### Description of the task
Print the records below word for word, beginning with the first line and ending once the line containing "positive clicks: (268, 1331)" is printed.

Input data Start Marker

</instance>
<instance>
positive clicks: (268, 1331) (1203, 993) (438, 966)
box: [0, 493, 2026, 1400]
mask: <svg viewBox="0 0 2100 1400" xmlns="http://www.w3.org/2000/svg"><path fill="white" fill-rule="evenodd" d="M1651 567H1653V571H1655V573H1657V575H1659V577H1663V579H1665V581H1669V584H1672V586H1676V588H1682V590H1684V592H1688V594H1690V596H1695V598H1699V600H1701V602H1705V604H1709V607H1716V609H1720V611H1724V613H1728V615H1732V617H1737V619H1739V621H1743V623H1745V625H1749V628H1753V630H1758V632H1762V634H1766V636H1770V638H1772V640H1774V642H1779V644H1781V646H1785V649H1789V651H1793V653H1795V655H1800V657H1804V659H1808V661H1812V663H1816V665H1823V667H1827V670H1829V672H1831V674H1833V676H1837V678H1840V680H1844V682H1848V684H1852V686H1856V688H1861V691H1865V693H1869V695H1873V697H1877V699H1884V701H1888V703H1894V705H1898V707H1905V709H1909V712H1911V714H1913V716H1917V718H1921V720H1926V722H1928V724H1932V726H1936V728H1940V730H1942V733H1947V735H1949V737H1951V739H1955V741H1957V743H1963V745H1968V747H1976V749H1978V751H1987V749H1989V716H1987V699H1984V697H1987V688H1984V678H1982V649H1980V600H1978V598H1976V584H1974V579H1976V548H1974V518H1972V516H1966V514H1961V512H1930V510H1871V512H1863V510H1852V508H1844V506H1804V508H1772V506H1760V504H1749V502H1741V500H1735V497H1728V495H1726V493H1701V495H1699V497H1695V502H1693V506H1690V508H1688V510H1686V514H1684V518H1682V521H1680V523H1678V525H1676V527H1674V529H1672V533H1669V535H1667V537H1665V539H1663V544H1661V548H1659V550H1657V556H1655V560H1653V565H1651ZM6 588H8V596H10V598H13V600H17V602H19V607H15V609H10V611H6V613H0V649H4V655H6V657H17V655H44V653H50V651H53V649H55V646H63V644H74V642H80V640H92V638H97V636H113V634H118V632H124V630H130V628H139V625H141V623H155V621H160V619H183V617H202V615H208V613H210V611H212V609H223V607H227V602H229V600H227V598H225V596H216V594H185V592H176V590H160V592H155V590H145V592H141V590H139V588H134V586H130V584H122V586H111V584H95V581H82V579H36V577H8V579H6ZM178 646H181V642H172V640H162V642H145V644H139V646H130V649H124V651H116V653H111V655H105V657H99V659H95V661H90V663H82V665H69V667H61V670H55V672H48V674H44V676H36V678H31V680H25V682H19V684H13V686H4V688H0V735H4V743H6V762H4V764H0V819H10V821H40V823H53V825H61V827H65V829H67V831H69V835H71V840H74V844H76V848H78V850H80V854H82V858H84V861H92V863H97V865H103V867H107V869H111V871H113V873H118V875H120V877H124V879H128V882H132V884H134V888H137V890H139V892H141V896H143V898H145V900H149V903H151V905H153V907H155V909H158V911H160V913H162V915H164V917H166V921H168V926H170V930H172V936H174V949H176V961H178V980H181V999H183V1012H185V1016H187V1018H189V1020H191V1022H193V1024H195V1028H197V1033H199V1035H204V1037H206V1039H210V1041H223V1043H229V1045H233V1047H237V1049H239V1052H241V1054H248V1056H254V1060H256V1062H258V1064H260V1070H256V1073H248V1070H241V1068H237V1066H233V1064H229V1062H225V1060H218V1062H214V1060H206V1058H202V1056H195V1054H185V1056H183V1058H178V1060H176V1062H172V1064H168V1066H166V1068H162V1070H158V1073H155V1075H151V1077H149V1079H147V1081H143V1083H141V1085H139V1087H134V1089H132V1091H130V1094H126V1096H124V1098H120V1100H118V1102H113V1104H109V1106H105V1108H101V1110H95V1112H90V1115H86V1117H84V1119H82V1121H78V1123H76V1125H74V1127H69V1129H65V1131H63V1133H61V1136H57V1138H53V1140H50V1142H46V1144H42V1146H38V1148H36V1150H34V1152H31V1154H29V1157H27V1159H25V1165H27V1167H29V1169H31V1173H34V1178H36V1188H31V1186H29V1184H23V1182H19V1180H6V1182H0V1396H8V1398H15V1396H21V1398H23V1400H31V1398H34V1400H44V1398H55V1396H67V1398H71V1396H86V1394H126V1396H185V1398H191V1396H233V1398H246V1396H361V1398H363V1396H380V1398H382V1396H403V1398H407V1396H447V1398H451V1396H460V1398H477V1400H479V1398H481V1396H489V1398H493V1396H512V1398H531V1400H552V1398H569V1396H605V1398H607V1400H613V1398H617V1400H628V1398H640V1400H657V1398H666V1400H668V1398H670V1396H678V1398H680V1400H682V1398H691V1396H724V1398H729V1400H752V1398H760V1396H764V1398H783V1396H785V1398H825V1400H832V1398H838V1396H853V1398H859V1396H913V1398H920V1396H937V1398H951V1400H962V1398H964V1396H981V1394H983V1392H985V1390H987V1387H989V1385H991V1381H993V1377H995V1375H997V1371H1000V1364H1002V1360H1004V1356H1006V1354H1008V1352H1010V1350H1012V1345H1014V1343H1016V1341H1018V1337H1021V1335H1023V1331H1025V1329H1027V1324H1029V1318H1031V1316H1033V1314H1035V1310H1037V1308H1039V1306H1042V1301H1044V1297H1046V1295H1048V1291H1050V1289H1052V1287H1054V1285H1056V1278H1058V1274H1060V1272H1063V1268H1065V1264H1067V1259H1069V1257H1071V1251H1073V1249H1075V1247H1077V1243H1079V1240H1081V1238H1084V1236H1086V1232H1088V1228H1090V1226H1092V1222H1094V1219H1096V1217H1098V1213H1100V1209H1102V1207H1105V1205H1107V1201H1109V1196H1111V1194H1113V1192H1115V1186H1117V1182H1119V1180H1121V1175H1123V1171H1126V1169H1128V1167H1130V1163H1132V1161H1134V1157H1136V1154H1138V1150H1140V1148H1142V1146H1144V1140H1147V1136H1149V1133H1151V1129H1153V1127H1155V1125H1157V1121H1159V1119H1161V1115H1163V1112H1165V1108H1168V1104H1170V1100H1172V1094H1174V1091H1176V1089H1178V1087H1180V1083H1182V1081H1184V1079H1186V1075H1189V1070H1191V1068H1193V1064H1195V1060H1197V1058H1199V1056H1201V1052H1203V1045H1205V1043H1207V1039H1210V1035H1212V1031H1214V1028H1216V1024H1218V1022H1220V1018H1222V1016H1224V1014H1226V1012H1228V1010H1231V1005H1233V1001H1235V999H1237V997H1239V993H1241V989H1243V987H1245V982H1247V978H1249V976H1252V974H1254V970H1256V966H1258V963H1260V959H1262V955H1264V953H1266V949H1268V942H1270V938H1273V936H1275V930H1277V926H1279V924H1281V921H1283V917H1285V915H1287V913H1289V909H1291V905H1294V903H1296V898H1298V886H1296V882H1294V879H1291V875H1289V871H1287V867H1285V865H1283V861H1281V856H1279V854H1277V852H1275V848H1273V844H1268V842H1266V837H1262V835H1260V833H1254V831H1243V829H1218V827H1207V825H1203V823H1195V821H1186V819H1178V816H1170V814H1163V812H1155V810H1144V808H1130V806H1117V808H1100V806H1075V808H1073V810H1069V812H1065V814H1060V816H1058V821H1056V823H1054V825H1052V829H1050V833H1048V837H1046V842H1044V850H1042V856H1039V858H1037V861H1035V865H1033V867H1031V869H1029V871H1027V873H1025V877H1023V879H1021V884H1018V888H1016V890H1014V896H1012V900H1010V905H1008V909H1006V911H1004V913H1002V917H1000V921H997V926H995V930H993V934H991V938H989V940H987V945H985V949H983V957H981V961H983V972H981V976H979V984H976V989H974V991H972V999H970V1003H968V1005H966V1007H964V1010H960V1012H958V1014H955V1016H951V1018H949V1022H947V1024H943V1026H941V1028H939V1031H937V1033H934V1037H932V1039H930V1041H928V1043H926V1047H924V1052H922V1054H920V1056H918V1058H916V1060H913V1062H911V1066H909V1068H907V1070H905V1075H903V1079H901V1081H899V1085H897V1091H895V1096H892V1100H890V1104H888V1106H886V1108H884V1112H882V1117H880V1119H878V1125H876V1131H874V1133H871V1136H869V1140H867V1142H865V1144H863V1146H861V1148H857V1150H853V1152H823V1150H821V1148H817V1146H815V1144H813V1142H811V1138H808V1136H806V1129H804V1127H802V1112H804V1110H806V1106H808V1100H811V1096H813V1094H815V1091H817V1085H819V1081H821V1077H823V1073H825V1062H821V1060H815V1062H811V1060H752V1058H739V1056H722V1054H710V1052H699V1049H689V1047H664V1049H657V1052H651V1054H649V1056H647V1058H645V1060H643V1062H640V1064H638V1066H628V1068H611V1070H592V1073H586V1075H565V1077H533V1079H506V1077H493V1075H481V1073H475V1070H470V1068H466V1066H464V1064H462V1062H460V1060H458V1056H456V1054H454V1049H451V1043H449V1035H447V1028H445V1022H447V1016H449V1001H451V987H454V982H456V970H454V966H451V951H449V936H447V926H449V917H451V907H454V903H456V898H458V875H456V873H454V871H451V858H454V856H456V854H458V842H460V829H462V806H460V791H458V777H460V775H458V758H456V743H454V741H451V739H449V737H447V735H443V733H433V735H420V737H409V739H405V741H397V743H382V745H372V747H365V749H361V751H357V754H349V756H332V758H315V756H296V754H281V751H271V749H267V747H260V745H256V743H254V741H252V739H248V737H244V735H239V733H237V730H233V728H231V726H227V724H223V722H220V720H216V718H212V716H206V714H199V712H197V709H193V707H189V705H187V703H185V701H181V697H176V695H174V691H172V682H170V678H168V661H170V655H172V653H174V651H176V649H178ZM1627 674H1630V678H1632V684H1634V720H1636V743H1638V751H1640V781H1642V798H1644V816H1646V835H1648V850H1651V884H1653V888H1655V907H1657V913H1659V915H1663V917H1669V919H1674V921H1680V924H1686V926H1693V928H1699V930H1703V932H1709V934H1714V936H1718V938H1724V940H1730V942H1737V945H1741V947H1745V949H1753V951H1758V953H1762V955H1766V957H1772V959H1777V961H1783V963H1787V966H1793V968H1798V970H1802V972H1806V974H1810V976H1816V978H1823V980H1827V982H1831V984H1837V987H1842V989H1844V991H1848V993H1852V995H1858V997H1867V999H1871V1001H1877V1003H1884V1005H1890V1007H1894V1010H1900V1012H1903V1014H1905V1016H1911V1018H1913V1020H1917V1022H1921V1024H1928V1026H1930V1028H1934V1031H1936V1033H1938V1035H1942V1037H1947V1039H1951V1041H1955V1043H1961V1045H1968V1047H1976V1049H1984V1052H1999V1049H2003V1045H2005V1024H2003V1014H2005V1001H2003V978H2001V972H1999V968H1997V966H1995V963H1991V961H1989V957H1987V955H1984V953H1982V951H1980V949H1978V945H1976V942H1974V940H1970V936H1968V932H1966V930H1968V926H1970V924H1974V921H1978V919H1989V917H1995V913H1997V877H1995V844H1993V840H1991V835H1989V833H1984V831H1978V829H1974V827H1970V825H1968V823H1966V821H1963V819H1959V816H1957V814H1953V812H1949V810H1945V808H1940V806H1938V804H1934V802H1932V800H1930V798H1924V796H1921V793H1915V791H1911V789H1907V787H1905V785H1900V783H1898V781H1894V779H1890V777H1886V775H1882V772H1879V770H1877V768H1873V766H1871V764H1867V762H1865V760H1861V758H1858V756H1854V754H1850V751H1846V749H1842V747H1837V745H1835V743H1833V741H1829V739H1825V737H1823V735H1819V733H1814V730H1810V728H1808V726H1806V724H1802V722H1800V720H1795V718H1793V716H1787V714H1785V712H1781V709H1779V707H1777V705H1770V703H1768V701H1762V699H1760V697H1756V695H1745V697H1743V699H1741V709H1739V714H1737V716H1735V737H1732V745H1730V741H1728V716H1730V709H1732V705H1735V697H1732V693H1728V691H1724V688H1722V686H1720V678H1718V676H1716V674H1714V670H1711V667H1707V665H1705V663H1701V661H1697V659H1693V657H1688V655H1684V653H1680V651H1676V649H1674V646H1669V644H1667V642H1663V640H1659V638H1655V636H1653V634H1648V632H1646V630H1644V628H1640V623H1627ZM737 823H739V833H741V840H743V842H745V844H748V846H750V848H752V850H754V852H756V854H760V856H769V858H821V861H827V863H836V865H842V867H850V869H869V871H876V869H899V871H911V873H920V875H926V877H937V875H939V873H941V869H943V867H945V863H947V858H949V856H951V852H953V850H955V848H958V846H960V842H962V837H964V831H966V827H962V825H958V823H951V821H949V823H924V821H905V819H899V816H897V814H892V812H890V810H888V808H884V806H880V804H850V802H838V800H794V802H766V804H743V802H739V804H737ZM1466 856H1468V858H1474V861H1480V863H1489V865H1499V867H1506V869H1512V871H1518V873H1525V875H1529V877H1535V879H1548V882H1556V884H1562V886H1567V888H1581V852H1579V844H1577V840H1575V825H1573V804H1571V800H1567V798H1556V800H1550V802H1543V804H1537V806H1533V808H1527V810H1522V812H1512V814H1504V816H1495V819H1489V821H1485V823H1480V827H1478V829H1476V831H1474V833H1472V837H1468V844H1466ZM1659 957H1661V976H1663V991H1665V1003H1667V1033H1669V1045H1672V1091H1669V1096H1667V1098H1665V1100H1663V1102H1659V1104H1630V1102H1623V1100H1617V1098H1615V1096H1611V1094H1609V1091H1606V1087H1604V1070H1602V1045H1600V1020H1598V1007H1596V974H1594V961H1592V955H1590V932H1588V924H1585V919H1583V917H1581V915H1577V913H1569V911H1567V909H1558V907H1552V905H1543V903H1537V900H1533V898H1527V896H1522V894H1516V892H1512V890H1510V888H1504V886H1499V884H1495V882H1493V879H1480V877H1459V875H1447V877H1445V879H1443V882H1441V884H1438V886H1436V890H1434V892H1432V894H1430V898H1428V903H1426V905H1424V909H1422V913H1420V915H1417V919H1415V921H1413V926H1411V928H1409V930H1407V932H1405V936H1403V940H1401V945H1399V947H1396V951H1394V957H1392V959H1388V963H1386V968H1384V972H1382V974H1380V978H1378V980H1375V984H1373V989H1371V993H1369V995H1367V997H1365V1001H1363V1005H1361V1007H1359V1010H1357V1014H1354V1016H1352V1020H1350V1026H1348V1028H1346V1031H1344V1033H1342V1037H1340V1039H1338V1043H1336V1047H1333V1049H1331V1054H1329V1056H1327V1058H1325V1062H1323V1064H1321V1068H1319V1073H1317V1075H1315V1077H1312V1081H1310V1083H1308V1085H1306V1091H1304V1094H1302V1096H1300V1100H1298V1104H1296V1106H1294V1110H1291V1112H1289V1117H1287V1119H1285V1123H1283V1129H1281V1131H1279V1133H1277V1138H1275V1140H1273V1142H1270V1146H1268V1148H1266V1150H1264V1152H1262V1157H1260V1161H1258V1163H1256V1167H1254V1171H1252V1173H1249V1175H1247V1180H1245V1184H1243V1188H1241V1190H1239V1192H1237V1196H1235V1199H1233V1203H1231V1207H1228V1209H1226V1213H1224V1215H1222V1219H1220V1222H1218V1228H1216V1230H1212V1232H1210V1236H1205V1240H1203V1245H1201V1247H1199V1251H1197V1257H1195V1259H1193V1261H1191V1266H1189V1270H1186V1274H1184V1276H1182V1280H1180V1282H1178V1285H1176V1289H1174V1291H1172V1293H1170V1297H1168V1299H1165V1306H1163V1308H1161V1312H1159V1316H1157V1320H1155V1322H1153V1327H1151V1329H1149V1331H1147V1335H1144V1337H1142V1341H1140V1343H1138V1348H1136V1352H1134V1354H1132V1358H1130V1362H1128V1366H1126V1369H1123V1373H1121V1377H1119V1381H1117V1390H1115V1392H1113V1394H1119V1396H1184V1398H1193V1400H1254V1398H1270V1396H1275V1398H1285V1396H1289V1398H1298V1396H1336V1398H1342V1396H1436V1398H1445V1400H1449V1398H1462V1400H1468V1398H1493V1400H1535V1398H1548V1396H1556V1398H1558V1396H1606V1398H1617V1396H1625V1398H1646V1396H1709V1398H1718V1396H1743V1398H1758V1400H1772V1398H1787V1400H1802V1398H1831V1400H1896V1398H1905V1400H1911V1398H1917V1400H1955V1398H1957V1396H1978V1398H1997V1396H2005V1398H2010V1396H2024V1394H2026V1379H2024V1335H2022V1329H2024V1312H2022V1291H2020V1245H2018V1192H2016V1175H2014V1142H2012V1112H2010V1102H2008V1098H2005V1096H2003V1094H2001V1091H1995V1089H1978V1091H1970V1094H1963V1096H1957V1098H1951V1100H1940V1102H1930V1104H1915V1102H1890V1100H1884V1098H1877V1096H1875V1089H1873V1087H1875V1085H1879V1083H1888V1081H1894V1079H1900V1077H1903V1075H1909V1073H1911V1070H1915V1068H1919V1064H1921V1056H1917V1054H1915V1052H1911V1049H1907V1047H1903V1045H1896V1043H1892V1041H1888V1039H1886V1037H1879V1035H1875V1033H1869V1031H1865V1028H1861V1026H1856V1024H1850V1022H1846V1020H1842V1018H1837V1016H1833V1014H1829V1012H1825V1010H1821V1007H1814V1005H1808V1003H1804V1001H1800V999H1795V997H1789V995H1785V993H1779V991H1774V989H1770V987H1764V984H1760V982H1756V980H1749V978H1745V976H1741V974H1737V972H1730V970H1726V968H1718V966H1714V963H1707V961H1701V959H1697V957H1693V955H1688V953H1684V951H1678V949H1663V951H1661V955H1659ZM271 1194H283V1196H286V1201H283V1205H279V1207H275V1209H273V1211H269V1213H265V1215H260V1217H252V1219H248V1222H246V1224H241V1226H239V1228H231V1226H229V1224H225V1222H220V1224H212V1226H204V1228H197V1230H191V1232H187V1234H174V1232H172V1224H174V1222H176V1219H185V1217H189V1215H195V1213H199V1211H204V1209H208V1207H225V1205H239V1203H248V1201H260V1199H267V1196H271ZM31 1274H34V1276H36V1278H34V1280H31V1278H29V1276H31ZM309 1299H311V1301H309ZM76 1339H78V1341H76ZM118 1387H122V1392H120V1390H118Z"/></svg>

Input data End Marker

### Written answer
</instance>
<instance>
positive clicks: (268, 1331) (1203, 993) (438, 966)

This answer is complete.